WHAT IS REQUIRED
Type each record below again, with the same words.

--- RECORDED INFORMATION Enclosed Below ---

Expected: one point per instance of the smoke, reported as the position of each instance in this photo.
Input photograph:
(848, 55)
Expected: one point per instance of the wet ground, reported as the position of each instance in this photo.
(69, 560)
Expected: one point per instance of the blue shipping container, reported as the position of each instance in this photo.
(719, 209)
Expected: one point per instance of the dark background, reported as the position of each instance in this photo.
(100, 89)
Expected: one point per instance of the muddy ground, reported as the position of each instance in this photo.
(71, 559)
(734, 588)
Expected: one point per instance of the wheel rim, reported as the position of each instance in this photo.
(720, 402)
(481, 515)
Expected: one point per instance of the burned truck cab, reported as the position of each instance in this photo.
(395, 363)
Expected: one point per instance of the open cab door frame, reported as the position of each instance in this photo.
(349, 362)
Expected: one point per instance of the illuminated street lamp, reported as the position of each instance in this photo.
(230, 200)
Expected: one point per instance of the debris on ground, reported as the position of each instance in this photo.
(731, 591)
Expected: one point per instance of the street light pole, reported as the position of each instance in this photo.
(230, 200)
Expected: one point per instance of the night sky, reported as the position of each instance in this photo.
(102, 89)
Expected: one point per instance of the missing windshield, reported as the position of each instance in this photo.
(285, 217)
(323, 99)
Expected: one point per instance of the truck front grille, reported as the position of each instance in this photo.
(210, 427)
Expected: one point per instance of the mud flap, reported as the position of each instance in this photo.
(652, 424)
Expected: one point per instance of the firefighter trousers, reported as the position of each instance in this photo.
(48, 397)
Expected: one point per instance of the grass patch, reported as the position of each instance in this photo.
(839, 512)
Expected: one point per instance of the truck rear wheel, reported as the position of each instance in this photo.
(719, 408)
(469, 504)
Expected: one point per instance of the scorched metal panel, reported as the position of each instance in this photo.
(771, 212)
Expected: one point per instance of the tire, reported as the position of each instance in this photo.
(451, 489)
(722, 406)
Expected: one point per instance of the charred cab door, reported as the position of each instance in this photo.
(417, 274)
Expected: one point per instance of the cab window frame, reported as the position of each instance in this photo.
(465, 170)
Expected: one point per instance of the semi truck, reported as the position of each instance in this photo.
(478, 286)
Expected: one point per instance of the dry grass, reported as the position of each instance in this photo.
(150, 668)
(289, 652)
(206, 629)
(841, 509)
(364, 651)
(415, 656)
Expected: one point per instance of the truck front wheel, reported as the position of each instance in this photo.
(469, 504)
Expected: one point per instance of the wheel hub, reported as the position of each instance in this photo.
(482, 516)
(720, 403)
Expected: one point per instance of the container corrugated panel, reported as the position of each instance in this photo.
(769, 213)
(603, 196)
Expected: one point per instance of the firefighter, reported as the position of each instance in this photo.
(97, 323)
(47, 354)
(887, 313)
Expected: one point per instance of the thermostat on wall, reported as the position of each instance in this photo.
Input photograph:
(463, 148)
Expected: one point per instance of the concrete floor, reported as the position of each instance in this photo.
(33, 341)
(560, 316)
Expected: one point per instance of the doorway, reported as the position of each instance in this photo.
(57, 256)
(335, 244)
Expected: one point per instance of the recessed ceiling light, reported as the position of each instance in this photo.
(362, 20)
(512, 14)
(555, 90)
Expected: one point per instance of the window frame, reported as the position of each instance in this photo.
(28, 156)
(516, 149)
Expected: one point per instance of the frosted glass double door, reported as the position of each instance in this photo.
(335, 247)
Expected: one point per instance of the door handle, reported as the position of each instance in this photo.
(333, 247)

--- End of Enclosed RECORDED INFORMATION ---

RESULT OF THIS TASK
Expected: one point per instance of the smoke, reported as the position of each instance in this photo.
Input photograph:
(848, 55)
Expected: one point per instance of the wet ground, reported as the position of each instance in this photo.
(69, 560)
Expected: one point per instance of the blue shipping container, reported as the position of each instance in this photo.
(719, 209)
Expected: one point per instance of the dark background, reported as the position of each instance in this photo.
(100, 89)
Expected: one point per instance of the muddy ground, reported as the position of each instance in this photo.
(71, 559)
(734, 588)
Expected: one point per instance of the wheel rim, reported as the position of each instance in this photo.
(720, 402)
(481, 515)
Expected: one point per instance of the burned truck cab, reported as the position of each instance in this photo.
(395, 363)
Expected: one point per instance of the open cab door frame, reported as the position of each instance in this photo.
(349, 362)
Expected: one point per instance of the illuminated street lamp, reported as the position of each instance in this photo.
(230, 200)
Expected: one point per instance of the debris on ground, reported as the position of each instance in this photo.
(731, 591)
Expected: one point per instance of the street light pole, reported as the position of each instance in this photo.
(230, 200)
Expected: one point per instance of the night sky, reported as the position of each instance in this photo.
(102, 89)
Expected: one point per instance of the missing windshield, reported as the position of each instance in this photo.
(285, 217)
(323, 99)
Expected: one point per instance of the truck front grille, reported as the position of each instance in this photo.
(210, 427)
Expected: one point per instance of the mud flap, reported as the position of each instance in this photo.
(652, 424)
Expected: one point per instance of the firefighter trousers, reported as the position of each instance in this photo.
(48, 397)
Expected: one point per instance of the grass patch, reported as the position of each instance in this photo.
(839, 512)
Expected: one point per instance of the truck rear wheel, reported as the position of each instance in this photo.
(719, 408)
(469, 504)
Expected: one point per instance of the scorched metal panel, reported as the position of each instance in this photo.
(771, 212)
Expected: one point per instance of the tire, reported as the position of each instance in this photo.
(451, 489)
(722, 406)
Expected: one point per instance of the charred cab door, reported as the position of each instance in this photo.
(417, 274)
Expected: one point per instance of the cab window frame, reported as the position of each instance in this photo.
(465, 170)
Expected: one point per instance of the semi truck, reported as the position of each instance in this photo.
(478, 286)
Expected: one point per instance of the dry grass, reported as the position of each instance in this photo.
(150, 668)
(289, 652)
(206, 629)
(841, 509)
(364, 651)
(415, 656)
Expected: one point per instance of the truck front wheel, reported as the position of each instance in this photo.
(469, 504)
Expected: one point per instance of the wheel hub, reported as the position of each instance in this photo.
(482, 516)
(720, 403)
Expected: one point per instance of the container corrugated panel, reported as the position of each instance in this photo.
(769, 213)
(603, 196)
Expected: one point per instance of the firefighter, reported as the position of each instance in this photo.
(97, 323)
(47, 354)
(887, 313)
Expected: one point per instance of the thermostat on wall, reported as the position of each instance in this photo.
Input photograph:
(463, 148)
Expected: one point per instance of the concrete floor, reported as the position of each instance in this photo.
(33, 341)
(560, 316)
Expected: one point per instance of the doorway, reported as the position of each instance in this photo.
(57, 256)
(335, 244)
Expected: one point per instance of the recessed ceiling light, reported as the position of each instance in this photo.
(362, 20)
(512, 14)
(555, 90)
Expected: one point per instance of the window frame, reported as the position of each instance in this photo.
(28, 156)
(516, 149)
Expected: one point per instance of the frosted glass double door, reported as the position of each instance in this photo.
(335, 247)
Expected: one point per instance of the door handle, reported as the position of each instance in this photo.
(333, 247)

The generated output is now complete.